▸ TASK DETAILS:
Copy out the material below with each "mask" swapped for "outline" and everything else unchanged. Leave the pictures out.

^^^^^^^^

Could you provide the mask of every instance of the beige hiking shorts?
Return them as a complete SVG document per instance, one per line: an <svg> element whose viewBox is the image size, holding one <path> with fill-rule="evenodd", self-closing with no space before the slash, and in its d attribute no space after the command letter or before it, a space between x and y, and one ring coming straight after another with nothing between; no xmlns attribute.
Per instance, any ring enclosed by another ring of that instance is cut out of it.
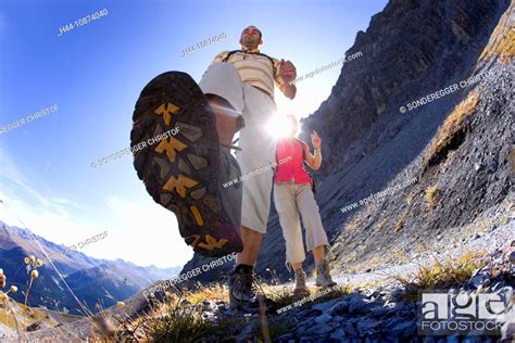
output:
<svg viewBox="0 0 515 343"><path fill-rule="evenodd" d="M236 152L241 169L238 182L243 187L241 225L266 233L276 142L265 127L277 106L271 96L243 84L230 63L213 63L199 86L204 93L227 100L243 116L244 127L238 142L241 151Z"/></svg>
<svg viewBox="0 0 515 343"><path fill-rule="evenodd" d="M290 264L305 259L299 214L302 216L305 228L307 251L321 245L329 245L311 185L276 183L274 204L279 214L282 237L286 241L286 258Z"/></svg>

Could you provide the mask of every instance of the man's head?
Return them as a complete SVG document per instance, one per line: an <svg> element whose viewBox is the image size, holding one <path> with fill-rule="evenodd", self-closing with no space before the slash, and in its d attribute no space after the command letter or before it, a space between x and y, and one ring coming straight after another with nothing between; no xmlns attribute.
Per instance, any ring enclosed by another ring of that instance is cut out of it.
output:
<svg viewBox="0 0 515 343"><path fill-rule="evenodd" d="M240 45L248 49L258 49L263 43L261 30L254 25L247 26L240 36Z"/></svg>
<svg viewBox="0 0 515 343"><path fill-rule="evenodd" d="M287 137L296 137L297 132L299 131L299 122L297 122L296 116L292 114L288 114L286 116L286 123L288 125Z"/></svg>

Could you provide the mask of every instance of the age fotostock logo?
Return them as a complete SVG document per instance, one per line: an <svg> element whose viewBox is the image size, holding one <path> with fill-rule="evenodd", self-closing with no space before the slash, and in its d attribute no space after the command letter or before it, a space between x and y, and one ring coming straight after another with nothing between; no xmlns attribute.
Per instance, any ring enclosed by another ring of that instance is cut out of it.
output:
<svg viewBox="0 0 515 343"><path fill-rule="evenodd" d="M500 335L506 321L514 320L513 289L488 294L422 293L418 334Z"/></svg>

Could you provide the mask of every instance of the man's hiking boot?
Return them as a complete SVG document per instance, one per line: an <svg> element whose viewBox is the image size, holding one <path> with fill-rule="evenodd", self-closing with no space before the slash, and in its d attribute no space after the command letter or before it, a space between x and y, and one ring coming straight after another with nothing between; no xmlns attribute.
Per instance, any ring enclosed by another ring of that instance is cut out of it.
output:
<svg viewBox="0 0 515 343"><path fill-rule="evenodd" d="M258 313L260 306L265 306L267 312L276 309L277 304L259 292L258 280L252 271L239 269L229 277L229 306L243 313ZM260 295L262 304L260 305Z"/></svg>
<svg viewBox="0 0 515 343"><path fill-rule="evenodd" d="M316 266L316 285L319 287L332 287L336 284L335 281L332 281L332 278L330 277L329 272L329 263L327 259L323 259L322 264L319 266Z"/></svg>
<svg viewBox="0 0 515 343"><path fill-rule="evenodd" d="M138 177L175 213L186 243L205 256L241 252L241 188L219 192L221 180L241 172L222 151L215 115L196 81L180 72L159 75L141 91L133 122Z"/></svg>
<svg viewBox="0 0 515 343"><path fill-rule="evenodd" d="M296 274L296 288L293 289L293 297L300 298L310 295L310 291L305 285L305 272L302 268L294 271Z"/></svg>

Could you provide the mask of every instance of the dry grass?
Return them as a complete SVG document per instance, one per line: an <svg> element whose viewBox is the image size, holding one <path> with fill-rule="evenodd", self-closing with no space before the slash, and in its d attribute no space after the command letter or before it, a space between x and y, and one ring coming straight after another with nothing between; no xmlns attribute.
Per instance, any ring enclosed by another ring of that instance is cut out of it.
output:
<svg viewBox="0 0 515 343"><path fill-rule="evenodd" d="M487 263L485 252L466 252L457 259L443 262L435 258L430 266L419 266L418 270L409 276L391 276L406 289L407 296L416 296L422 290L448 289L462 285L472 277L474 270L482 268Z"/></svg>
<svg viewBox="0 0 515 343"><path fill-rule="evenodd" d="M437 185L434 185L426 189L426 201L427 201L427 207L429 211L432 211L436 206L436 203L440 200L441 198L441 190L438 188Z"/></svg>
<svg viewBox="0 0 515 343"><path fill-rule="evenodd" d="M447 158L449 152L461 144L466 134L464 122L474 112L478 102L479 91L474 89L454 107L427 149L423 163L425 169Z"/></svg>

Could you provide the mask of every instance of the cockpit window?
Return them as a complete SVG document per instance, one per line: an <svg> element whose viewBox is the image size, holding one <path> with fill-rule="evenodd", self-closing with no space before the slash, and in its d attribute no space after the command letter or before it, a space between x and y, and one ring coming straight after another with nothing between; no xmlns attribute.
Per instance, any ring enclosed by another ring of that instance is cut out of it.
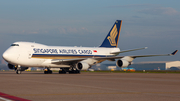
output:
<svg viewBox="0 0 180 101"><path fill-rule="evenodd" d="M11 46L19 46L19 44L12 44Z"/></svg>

^^^^^^^^

▸ EXERCISE ANSWER:
Could you provide the outline of every instance of the beige hiking shorts?
Return them as a complete SVG document per instance, one per line: an <svg> element whose viewBox is the image size, holding one <path> with fill-rule="evenodd", self-closing with no space before the slash, and in its d attribute no space after the command letter or before it, a space between x and y, and one ring coming straight after another with nothing between; no xmlns attribute.
Per instance, any ring enclosed by another ring of that instance is cut out of it.
output:
<svg viewBox="0 0 515 343"><path fill-rule="evenodd" d="M236 152L241 169L238 182L243 187L241 225L266 233L276 142L265 127L277 106L271 96L243 84L230 63L213 63L199 86L204 93L227 100L243 116L244 127L238 142L241 151Z"/></svg>
<svg viewBox="0 0 515 343"><path fill-rule="evenodd" d="M290 264L305 259L299 214L302 216L305 228L307 251L321 245L329 245L311 185L276 183L274 204L279 214L282 237L286 241L286 258Z"/></svg>

Could you provide the outline of every instance of the man's head?
Return them as a complete SVG document per instance, one per line: an <svg> element whose viewBox is the image size, holding one <path> with fill-rule="evenodd", self-closing with no space before the slash, and in its d attribute no space after the command letter or before it, a space between x and y, and one ring coming straight after another with nothing between; no xmlns attribute.
Per instance, any ring enclosed by another ring of that instance is cut out of it.
output:
<svg viewBox="0 0 515 343"><path fill-rule="evenodd" d="M240 45L248 49L258 49L263 43L261 30L254 25L247 26L240 36Z"/></svg>
<svg viewBox="0 0 515 343"><path fill-rule="evenodd" d="M287 137L296 137L297 132L299 131L299 122L297 122L296 116L292 114L288 114L286 116L286 123L288 125Z"/></svg>

Could you provide the outline of every instance of the age fotostock logo?
Return them as a complete SVG document per instance, one per line: an <svg> element whose viewBox is the image size, holding one <path> with fill-rule="evenodd", self-closing with no space before the slash, and in its d attribute no space after the command letter or before it, a space between x and y, and one ring coming straight after another with nothing between; no xmlns attribute.
Per instance, any ring enclosed by another ring of that instance is cut out of it.
output:
<svg viewBox="0 0 515 343"><path fill-rule="evenodd" d="M500 335L506 321L514 320L513 289L488 294L422 293L418 334Z"/></svg>

Could you provide the outline of every instance of the man's hiking boot?
Return them as a complete SVG document per instance, one per line: an <svg> element whose viewBox is the image size, holding one <path> with fill-rule="evenodd", self-closing with no space before the slash, and in its d attribute no space after the command letter or before it, a space between x and y, and one ring coming straight after another with nothing between; no xmlns attribute.
Per instance, any ring enclosed by another ring of that instance is cut out of it.
output:
<svg viewBox="0 0 515 343"><path fill-rule="evenodd" d="M258 313L260 306L265 306L267 312L276 309L277 304L259 292L258 280L252 271L239 269L229 277L229 306L243 313ZM260 295L262 304L260 305Z"/></svg>
<svg viewBox="0 0 515 343"><path fill-rule="evenodd" d="M316 266L316 285L319 287L332 287L336 284L335 281L332 281L332 278L330 277L329 272L329 263L327 259L323 259L322 264L319 266Z"/></svg>
<svg viewBox="0 0 515 343"><path fill-rule="evenodd" d="M138 177L175 213L186 243L205 256L241 252L241 188L219 192L221 180L241 172L222 151L215 115L196 81L180 72L159 75L141 91L133 122Z"/></svg>
<svg viewBox="0 0 515 343"><path fill-rule="evenodd" d="M296 274L296 288L293 289L293 297L300 298L310 295L310 291L305 285L305 272L302 268L294 271Z"/></svg>

Could you provide the outline of every instance of the dry grass?
Return them as a complete SVG document per instance, one per line: an <svg> element whose viewBox is the image size, holding one <path> with fill-rule="evenodd", self-closing with no space before the slash, and in its d attribute no space after the command letter or before it, a space between x and y, and one ring coming straight after another with nothing between; no xmlns attribute.
Per instance, any ring enclosed by another ring of that instance is cut out of it.
output:
<svg viewBox="0 0 515 343"><path fill-rule="evenodd" d="M487 263L485 252L466 252L457 259L443 262L435 258L430 266L419 266L418 270L409 276L391 276L406 289L407 296L416 296L422 290L448 289L462 285L472 277L474 270L482 268Z"/></svg>
<svg viewBox="0 0 515 343"><path fill-rule="evenodd" d="M437 185L434 185L426 189L426 201L427 201L427 207L429 211L432 211L436 206L436 203L440 200L441 198L441 190L438 188Z"/></svg>
<svg viewBox="0 0 515 343"><path fill-rule="evenodd" d="M447 158L449 152L461 144L466 134L464 122L474 112L478 102L479 91L474 89L454 107L427 149L423 163L425 169Z"/></svg>

Could you provide the outline of every instance of the cockpit window?
Return them as a complete SVG document per instance, one per line: an <svg> element whose viewBox is the image size, holding one <path> with fill-rule="evenodd", self-closing with no space before the slash, and in its d attribute no space after the command letter or before it, a space between x and y, and one ring coming straight after another with nothing between; no xmlns attribute.
Per instance, any ring enclosed by another ring of that instance is cut out of it.
output:
<svg viewBox="0 0 180 101"><path fill-rule="evenodd" d="M11 46L19 46L19 44L12 44Z"/></svg>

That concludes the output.